(Data items)

==============================

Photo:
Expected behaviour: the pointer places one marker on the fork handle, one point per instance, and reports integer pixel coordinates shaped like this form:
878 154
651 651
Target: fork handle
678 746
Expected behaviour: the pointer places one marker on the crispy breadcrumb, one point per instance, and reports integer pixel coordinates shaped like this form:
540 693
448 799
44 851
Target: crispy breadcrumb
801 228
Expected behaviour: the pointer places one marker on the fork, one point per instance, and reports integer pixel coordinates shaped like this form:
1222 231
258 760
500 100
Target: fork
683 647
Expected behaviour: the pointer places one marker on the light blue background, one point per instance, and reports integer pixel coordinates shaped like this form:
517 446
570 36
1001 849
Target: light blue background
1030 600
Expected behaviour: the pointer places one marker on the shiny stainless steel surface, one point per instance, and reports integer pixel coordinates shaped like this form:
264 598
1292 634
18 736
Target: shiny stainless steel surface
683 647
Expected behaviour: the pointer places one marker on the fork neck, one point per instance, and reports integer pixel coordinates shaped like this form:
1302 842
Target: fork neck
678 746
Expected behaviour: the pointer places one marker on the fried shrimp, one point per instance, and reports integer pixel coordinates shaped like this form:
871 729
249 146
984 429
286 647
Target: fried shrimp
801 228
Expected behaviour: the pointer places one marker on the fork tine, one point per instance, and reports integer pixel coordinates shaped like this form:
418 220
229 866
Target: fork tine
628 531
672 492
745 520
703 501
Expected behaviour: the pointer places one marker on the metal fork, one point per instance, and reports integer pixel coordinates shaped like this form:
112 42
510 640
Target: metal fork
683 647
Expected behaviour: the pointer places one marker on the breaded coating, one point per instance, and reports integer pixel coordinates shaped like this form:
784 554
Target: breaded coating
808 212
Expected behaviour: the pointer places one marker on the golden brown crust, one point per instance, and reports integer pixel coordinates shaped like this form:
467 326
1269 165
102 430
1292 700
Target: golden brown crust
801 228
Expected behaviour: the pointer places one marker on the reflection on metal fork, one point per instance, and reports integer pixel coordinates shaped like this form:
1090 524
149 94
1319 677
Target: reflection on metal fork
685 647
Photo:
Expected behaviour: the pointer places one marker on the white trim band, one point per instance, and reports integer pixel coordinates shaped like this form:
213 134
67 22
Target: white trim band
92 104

==============================

## REQUIRED WORK
Can you reproduce all of the lines above with "fork tine" swapped for "fork prong" and nothing else altered?

## CORRECT RESULT
Photo:
Expected behaviour: the pointer places one marker on the fork handle, one point per instance, and reports integer pixel coordinates shaped like this form:
878 154
651 651
Target: fork handle
678 746
Expected behaviour: the pointer places one marker on the crispy breadcrumb, one point per instance, and reports integer pixel coordinates shaped like this form:
540 693
448 799
44 851
Target: crispy breadcrumb
801 228
Expected behaviour: the pointer places one marker on the fork, one point per instance, and reports integer pixel coordinates shaped like this form:
1222 231
258 760
500 100
Target: fork
683 647
Expected behaviour: the pointer places one marker on the light blue background, one point per instance, and reports integer pixel coordinates shaped like this form:
517 446
570 36
1001 849
Target: light blue background
1030 600
Expected behaviour: the pointer places one marker on the shiny stainless steel surface, one point per instance, and reports integer pixel coordinates shaped like this form:
264 598
1292 634
18 736
Target: shiny stainless steel surface
683 647
Expected behaviour: the pointer places one marker on the fork neck, one point per instance, and reports integer pixel coordinates shaped like this form:
1302 842
Target: fork neck
678 746
Expected behaviour: the pointer places one marker on the fried shrimp, one point per instance, and reports integer pixel coordinates shaped like this form:
871 729
249 146
984 429
286 647
Target: fried shrimp
801 228
Expected behaviour: the pointer places one marker on the fork prong, one point per instance, and reports integer pixel coordinates shaped like this form:
418 220
229 866
Target: fork prong
628 531
672 492
745 520
703 501
Expected behaviour: the pointer places one marker on the metal fork, one point per instance, and reports integer pixel coordinates shaped like this form:
112 42
510 640
Target: metal fork
683 647
Expected behaviour: the pointer places one marker on the breaded coating, one point per instance, and reports integer pixel coordinates shaped like this form:
784 554
Target: breaded coating
808 212
Expected behaviour: the pointer places one marker on the golden brown crust, one point per instance, and reports integer pixel coordinates shaped like this form:
467 326
1269 165
102 430
1292 700
Target: golden brown crust
801 228
Expected behaviour: the pointer places one marker on the reflection on metal fork, one point per instance, and reports integer pixel coordinates shaped like this form:
1090 524
149 94
1319 677
Target: reflection on metal fork
685 647
Photo:
Expected behaviour: the pointer places one marker on the white trim band, one point per instance, and reports integer pixel coordinates shaped like this form:
213 134
67 22
Target: white trim band
92 104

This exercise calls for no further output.